◆ Passage given ◆
— Start —

LRM:  Are you one of those New Yorkers who hangs out at the West 3rd basketball courts to watch what’s going on?

Bart Freundlich:  I do it sometimes. When I pass by, if there’s a game going on, I hang onto that fence for a while, for sure. I’m 47 now so I don’t play as much, although I do have a couple regular games every week, but I grew up playing outside at all the playgrounds, and experienced similar things to what my character experiences, but of course, I made him better on the court.

LRM: How did you find Taylor to play Anthony? He’s a solid dramatic actor in his scenes with Michael Shannon and Carla Gugino, but he’s also great on the court as well, and seems very agile and able.

Bart Freundlich: I got so lucky. I decided that the character, Anthony, that he plays, was the key to this film. To get someone who could do it and portray the depth and fragility and vulnerability of that character AND could play basketball and that he could win. That took about 200 auditions, and Taylor came in and read, and he’s fearless as an actor, he’s fearless. You could watch him working with Mike and Carla, and I’m sure that he has nerves, but he’s just about the work, and it’s very unusual to find that in a young actor. He would just throw himself with total abandonment and trust into every scene, and I think he trusted and certainly grew very close with Mike and Carla, and he entrusted them with everything he was doing in each scene.  I find a lot of young actors feel they need to dictate everything, but he would just learn to be, and then on the basketball front he actually trained for about six months with a guy who runs a program, and he trained him day and night so that he could get ready for the role.

— End —

◆ Challenge a ◆
Gather each line in the entries below that contains the word "windshield", and copy those lines out.

◆ Record excerpts ◆
— Start —

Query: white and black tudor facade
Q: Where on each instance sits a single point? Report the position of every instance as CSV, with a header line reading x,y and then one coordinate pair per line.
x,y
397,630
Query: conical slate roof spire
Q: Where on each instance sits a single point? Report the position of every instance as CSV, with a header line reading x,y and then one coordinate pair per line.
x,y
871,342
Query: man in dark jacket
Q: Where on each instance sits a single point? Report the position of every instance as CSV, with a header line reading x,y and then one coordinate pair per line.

— End —
— Start —

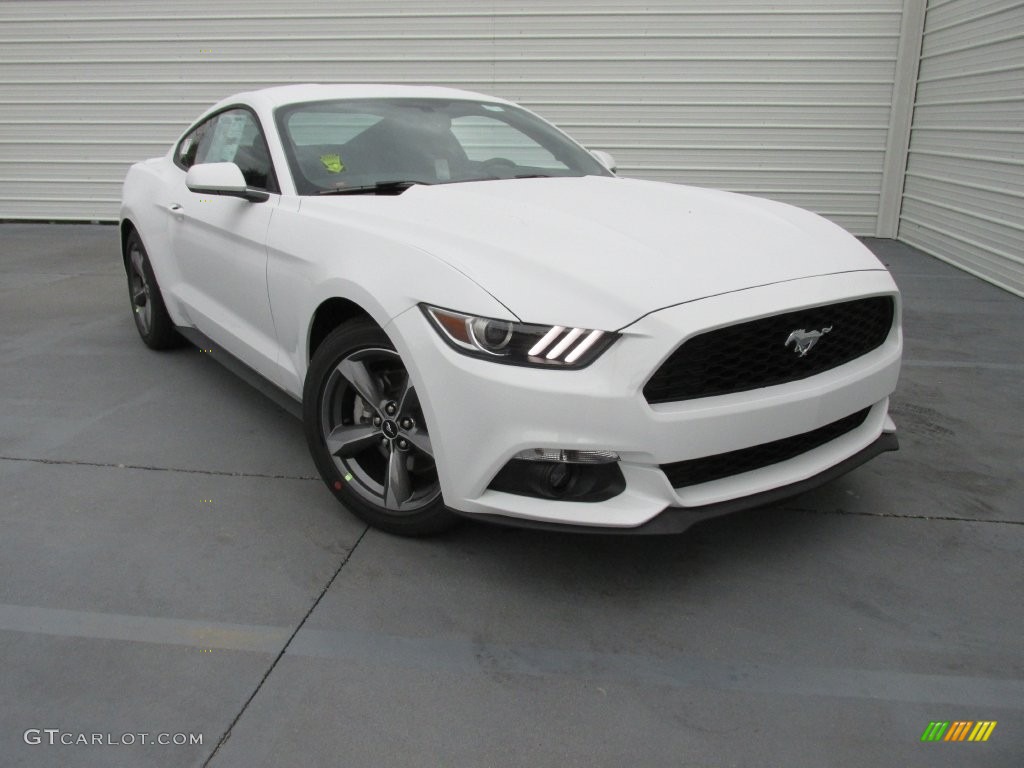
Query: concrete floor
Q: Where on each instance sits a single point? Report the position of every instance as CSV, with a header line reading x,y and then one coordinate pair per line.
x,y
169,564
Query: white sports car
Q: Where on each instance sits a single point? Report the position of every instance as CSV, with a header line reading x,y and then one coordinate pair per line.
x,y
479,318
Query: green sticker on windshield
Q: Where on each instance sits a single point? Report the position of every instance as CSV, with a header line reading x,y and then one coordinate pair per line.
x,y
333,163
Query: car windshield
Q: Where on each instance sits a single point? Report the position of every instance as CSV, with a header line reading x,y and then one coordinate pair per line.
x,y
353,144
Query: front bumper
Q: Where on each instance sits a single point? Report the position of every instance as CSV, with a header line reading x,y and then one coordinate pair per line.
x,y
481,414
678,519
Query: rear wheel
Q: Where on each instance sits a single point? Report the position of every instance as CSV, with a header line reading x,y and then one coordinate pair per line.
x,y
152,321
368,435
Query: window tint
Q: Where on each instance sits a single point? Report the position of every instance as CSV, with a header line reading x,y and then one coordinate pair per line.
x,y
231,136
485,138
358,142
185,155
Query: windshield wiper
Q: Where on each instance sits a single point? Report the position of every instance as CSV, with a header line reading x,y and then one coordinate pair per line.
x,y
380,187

— End —

◆ Challenge b ◆
Quote the whole interview with Bart Freundlich above, word for word.

◆ Final result a ◆
Query: green sticker on windshield
Query: car windshield
Query: windshield wiper

◆ Final result b ◆
LRM:  Are you one of those New Yorkers who hangs out at the West 3rd basketball courts to watch what’s going on?

Bart Freundlich:  I do it sometimes. When I pass by, if there’s a game going on, I hang onto that fence for a while, for sure. I’m 47 now so I don’t play as much, although I do have a couple regular games every week, but I grew up playing outside at all the playgrounds, and experienced similar things to what my character experiences, but of course, I made him better on the court.

LRM: How did you find Taylor to play Anthony? He’s a solid dramatic actor in his scenes with Michael Shannon and Carla Gugino, but he’s also great on the court as well, and seems very agile and able.

Bart Freundlich: I got so lucky. I decided that the character, Anthony, that he plays, was the key to this film. To get someone who could do it and portray the depth and fragility and vulnerability of that character AND could play basketball and that he could win. That took about 200 auditions, and Taylor came in and read, and he’s fearless as an actor, he’s fearless. You could watch him working with Mike and Carla, and I’m sure that he has nerves, but he’s just about the work, and it’s very unusual to find that in a young actor. He would just throw himself with total abandonment and trust into every scene, and I think he trusted and certainly grew very close with Mike and Carla, and he entrusted them with everything he was doing in each scene.  I find a lot of young actors feel they need to dictate everything, but he would just learn to be, and then on the basketball front he actually trained for about six months with a guy who runs a program, and he trained him day and night so that he could get ready for the role.